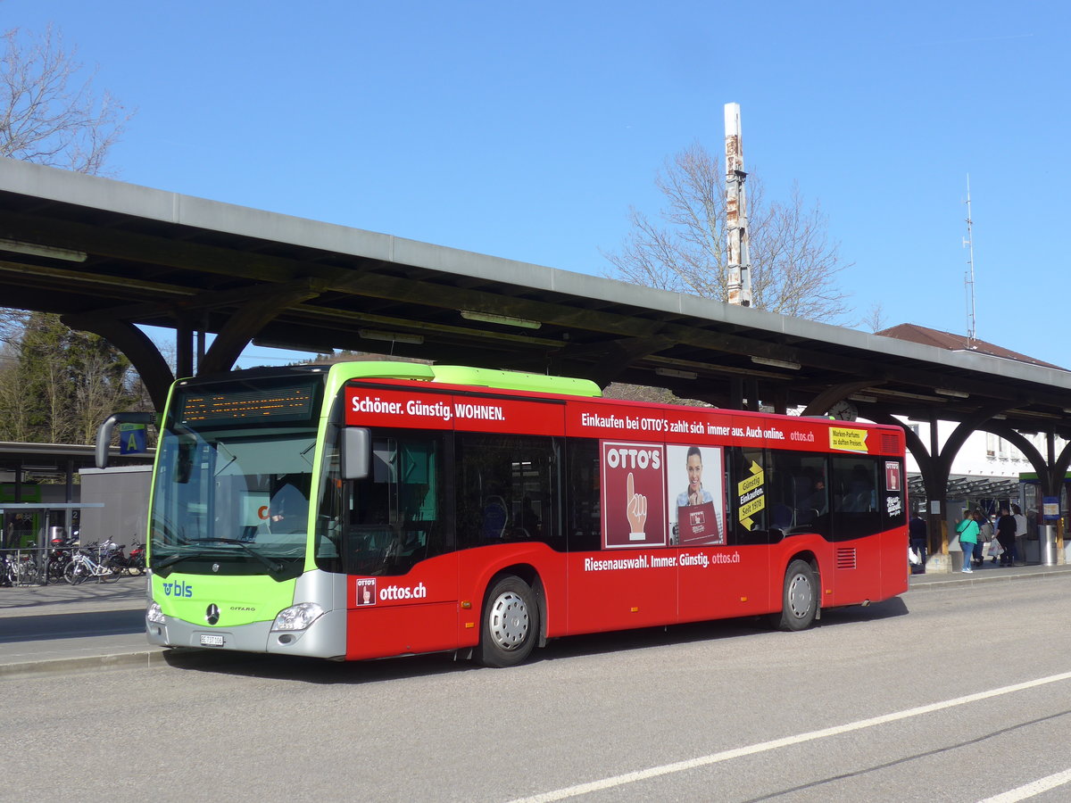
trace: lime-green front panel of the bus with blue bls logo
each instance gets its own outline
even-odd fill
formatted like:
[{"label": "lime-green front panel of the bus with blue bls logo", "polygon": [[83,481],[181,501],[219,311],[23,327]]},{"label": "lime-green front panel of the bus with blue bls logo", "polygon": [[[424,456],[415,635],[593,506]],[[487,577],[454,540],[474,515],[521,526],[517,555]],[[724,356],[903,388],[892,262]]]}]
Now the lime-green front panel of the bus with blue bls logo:
[{"label": "lime-green front panel of the bus with blue bls logo", "polygon": [[[205,627],[237,627],[253,622],[270,622],[293,605],[297,579],[276,582],[271,577],[236,577],[180,574],[153,576],[152,599],[164,616],[175,617]],[[220,621],[206,621],[208,607],[220,609]]]}]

WHAT TO PRODUCE: Since the copy must contain no pictures, return only the text of the records, exactly as it stands.

TASK RESULT:
trace: lime-green front panel of the bus with blue bls logo
each instance gets its own outline
even-odd fill
formatted like:
[{"label": "lime-green front panel of the bus with blue bls logo", "polygon": [[83,481],[181,501],[219,311],[23,327]]},{"label": "lime-green front panel of the bus with blue bls logo", "polygon": [[[424,456],[415,635],[593,506]],[[487,577],[454,540],[474,515],[521,526],[517,555]],[[724,356],[903,388],[892,262]]]}]
Now the lime-green front panel of the bus with blue bls logo:
[{"label": "lime-green front panel of the bus with blue bls logo", "polygon": [[[205,627],[237,627],[253,622],[270,622],[293,605],[297,579],[276,582],[271,577],[236,577],[180,574],[153,576],[152,599],[164,616],[175,617]],[[220,621],[206,621],[208,607],[220,609]]]}]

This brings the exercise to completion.